■ To do: Extract the line that contains "For the evaluation set, spot each instance of the blue vertical" and every line after it to the end of the records below, exactly as written and nothing else.

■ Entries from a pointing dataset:
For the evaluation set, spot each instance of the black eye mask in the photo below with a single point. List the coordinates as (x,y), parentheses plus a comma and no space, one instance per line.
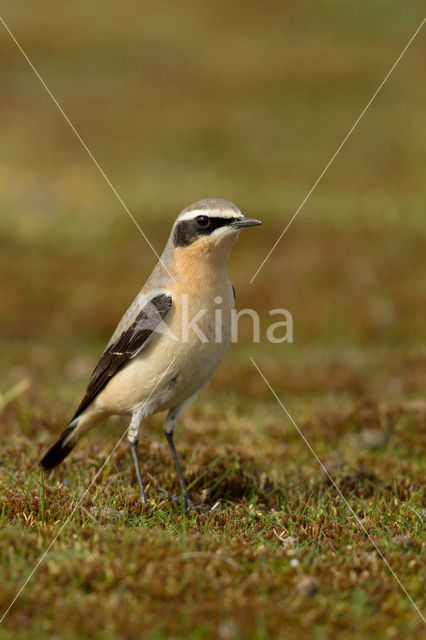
(187,231)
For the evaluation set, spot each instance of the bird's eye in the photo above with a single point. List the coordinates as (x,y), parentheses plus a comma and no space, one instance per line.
(202,221)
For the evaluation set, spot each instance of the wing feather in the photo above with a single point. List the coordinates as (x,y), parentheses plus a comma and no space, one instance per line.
(126,346)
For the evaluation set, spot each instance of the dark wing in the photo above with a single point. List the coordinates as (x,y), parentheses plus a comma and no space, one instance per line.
(127,345)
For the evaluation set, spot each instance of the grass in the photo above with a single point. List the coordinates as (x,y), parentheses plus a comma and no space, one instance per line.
(253,115)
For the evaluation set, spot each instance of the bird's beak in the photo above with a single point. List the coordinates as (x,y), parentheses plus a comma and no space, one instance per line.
(245,222)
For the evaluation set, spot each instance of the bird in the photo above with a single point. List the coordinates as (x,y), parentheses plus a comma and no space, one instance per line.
(171,339)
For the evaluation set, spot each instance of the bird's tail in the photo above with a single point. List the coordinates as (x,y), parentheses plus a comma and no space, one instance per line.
(62,447)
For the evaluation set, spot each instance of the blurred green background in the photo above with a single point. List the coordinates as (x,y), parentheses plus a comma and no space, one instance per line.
(245,101)
(187,100)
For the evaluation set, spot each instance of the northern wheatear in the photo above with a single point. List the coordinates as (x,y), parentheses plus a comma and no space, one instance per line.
(169,342)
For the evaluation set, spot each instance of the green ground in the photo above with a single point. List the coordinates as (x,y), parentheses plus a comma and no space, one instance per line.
(180,101)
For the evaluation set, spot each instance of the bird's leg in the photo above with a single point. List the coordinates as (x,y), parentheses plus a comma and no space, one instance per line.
(169,427)
(133,439)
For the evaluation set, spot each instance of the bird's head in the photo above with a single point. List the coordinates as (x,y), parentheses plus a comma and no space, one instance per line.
(209,226)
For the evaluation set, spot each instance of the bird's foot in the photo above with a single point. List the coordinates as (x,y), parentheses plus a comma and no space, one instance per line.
(188,504)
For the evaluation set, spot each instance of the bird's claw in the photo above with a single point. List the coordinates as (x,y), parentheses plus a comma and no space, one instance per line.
(188,505)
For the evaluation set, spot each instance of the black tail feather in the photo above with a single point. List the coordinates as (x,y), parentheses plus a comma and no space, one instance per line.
(58,451)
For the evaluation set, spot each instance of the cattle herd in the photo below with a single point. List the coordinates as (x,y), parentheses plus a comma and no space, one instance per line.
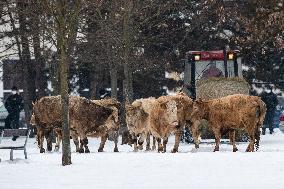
(156,117)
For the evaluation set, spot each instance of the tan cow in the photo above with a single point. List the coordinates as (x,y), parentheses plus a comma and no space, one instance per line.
(184,110)
(159,119)
(230,113)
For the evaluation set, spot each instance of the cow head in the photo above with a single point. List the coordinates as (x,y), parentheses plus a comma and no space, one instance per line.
(199,112)
(170,109)
(32,121)
(135,112)
(113,122)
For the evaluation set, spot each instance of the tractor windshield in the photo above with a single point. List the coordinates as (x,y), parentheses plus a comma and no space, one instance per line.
(213,68)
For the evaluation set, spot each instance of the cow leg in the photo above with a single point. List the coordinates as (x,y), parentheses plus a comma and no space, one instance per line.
(85,142)
(160,146)
(134,141)
(148,142)
(58,139)
(102,144)
(81,149)
(165,141)
(48,139)
(115,142)
(140,142)
(154,144)
(177,140)
(40,138)
(217,139)
(75,140)
(232,136)
(250,147)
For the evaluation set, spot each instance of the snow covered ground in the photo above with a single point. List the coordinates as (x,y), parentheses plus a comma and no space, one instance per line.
(187,169)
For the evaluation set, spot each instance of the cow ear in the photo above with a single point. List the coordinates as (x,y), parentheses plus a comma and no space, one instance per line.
(163,105)
(145,114)
(128,107)
(198,101)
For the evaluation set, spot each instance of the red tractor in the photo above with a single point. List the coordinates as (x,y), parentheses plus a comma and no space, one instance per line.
(214,74)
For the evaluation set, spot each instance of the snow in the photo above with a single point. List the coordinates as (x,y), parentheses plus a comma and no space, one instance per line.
(187,169)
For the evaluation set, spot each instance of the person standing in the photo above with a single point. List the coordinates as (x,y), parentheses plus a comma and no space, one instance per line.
(271,101)
(14,105)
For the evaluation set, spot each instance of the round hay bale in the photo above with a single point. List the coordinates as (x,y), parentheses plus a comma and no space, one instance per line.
(217,87)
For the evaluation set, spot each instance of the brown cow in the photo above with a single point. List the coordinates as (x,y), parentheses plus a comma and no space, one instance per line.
(103,131)
(85,117)
(230,113)
(89,118)
(136,119)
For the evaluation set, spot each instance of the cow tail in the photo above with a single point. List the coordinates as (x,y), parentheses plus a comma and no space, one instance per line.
(257,137)
(38,140)
(260,113)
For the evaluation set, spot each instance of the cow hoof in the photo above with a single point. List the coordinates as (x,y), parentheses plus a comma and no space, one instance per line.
(87,151)
(174,150)
(81,151)
(115,150)
(49,148)
(42,150)
(216,150)
(100,150)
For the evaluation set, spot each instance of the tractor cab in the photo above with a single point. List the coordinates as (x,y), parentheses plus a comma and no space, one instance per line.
(214,74)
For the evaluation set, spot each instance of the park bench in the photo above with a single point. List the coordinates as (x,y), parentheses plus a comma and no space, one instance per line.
(19,144)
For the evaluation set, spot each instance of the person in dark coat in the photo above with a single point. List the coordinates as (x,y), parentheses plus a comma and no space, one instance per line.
(271,101)
(14,105)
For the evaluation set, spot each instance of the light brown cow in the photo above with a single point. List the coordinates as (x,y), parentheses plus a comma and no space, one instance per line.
(159,117)
(184,110)
(230,113)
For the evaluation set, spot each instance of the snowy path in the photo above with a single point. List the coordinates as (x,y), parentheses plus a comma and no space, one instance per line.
(186,169)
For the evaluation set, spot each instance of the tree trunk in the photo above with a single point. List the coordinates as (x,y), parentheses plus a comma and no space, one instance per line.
(128,81)
(113,81)
(28,67)
(66,150)
(93,85)
(64,68)
(40,78)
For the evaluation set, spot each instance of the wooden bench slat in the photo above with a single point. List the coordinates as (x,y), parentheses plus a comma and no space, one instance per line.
(15,132)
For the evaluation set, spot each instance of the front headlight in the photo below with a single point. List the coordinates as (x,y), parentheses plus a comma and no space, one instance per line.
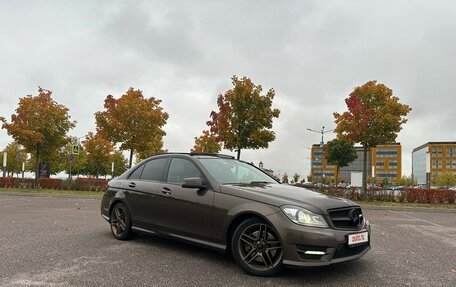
(302,216)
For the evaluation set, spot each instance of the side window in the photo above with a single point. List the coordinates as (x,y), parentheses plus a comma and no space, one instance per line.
(154,169)
(180,169)
(137,173)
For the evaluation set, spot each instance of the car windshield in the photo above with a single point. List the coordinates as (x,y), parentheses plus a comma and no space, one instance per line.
(230,171)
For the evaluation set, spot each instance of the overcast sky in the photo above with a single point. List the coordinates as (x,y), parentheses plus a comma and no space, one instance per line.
(313,53)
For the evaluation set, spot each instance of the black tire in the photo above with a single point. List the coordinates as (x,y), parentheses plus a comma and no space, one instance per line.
(120,222)
(257,248)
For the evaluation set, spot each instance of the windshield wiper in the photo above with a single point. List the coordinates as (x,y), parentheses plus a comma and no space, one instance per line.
(260,182)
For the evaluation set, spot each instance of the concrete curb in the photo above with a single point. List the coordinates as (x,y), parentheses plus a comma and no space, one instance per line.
(410,209)
(366,207)
(50,195)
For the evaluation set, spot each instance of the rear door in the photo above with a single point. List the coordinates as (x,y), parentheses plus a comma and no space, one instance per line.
(188,211)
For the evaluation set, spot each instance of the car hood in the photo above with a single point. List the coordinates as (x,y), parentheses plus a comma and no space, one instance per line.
(283,194)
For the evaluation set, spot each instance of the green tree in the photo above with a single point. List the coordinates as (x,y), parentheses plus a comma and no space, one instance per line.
(99,156)
(206,143)
(374,117)
(244,119)
(339,153)
(285,178)
(40,125)
(446,179)
(309,178)
(406,181)
(132,120)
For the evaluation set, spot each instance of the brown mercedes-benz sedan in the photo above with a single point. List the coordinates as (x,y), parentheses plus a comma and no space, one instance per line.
(226,204)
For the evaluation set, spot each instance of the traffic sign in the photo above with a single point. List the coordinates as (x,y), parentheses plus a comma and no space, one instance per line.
(75,149)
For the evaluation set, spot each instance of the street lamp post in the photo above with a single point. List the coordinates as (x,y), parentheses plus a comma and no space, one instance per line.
(5,156)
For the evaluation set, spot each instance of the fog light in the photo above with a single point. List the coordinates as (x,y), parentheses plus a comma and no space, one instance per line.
(310,252)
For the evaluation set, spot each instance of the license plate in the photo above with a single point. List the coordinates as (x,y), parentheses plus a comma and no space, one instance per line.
(358,238)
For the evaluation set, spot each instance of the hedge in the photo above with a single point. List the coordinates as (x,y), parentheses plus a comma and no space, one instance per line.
(410,195)
(87,184)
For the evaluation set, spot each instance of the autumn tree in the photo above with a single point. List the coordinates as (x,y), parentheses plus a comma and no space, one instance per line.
(285,178)
(374,117)
(339,153)
(16,156)
(244,118)
(150,149)
(206,143)
(40,125)
(99,156)
(296,177)
(133,121)
(120,163)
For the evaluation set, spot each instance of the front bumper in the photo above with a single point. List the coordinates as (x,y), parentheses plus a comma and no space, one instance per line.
(326,245)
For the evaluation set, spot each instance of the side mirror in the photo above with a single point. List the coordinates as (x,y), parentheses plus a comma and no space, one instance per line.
(193,182)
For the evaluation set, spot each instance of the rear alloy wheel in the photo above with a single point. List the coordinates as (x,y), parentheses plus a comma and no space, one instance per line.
(257,248)
(120,222)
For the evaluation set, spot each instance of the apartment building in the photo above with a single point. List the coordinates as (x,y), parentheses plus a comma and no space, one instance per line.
(384,160)
(435,158)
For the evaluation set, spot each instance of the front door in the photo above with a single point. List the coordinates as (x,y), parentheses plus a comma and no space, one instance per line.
(189,210)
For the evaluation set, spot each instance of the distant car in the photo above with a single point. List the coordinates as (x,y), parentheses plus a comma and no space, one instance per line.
(230,205)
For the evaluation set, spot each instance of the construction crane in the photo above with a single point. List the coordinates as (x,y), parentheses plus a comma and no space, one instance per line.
(322,132)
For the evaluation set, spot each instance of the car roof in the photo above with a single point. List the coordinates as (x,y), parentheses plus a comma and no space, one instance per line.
(201,154)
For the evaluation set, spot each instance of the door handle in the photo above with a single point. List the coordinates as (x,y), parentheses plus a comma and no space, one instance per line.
(166,190)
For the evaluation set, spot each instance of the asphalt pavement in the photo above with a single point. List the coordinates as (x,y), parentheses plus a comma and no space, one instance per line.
(46,241)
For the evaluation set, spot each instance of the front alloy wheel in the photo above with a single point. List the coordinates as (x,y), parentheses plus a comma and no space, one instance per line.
(257,248)
(120,222)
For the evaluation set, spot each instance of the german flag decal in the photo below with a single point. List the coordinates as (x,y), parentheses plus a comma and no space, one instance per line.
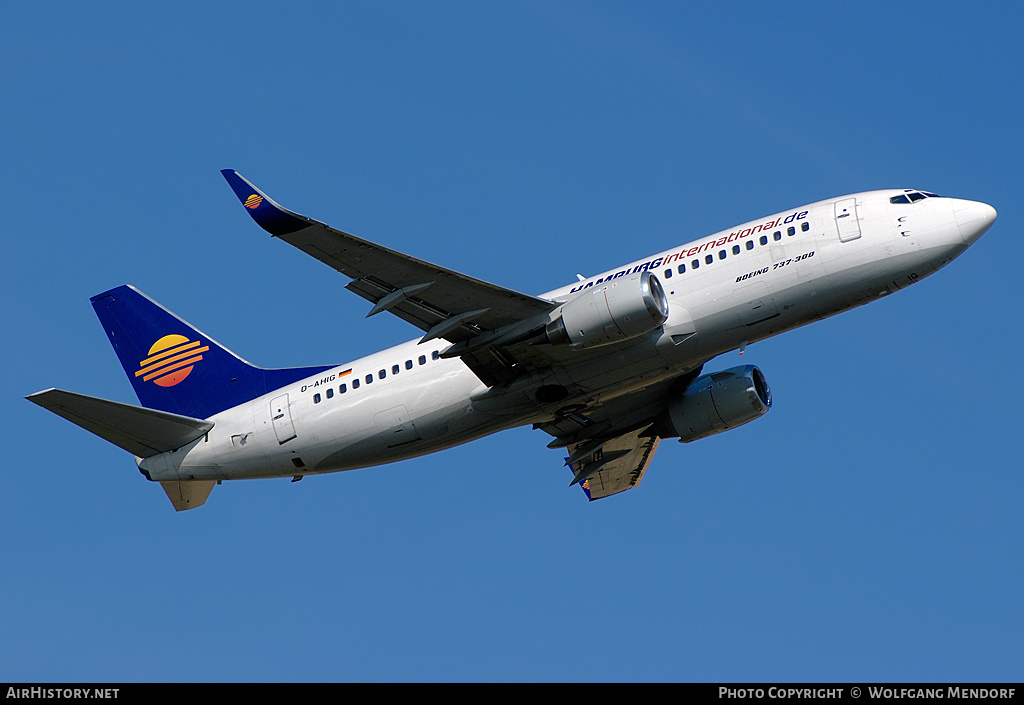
(170,360)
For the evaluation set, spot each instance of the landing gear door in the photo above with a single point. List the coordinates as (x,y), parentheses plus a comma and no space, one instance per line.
(281,414)
(846,219)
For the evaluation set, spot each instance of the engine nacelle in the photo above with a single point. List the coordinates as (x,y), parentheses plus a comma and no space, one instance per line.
(715,403)
(607,313)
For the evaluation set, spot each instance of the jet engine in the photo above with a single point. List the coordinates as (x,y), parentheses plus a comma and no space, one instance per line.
(611,312)
(715,403)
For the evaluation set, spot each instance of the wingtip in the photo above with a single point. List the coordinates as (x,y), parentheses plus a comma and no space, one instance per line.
(264,211)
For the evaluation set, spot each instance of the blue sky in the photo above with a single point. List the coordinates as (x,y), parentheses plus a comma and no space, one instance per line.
(869,528)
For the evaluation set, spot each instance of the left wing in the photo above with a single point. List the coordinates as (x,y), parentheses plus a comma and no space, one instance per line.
(441,302)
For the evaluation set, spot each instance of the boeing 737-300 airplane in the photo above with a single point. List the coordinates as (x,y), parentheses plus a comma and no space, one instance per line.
(607,366)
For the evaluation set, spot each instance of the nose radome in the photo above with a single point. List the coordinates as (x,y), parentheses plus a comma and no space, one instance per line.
(973,218)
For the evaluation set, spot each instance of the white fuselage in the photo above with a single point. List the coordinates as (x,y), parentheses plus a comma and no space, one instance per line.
(734,287)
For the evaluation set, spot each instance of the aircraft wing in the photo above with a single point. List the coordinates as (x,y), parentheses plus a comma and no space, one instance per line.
(616,465)
(440,302)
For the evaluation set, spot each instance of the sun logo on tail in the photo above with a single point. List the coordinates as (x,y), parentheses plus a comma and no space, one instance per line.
(170,360)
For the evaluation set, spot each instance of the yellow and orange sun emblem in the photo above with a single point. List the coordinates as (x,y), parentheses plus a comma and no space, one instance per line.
(170,360)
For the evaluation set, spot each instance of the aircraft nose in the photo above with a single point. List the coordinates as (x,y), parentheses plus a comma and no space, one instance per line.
(973,218)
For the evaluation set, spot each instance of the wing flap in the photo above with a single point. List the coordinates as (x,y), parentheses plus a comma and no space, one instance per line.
(139,430)
(613,466)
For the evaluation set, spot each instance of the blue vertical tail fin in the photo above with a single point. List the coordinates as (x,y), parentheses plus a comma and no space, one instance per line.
(176,368)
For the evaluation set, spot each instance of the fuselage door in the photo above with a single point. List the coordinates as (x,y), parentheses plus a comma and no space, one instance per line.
(395,426)
(281,414)
(846,219)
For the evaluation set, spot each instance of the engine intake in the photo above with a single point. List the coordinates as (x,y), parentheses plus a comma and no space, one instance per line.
(611,312)
(715,403)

■ Solution for this problem:
For the evaluation set, spot each instance of the blue vertical tail fin in the photo above with a single point. List the coordinates as (x,y), parentheses plus a comma and no space, one instance per line.
(176,368)
For the evaluation set, spot each instance of the fuselage door in the photo above with a single point. List the coordinates as (x,y), parentheses plus a comma and no space, one instance per line.
(395,426)
(281,414)
(846,219)
For the evaluation set, spot each instance of the engine intake in the photo above with a single point. List the coordinates as (x,y), parentheses plus a comma and no space, one instance per line.
(611,312)
(715,403)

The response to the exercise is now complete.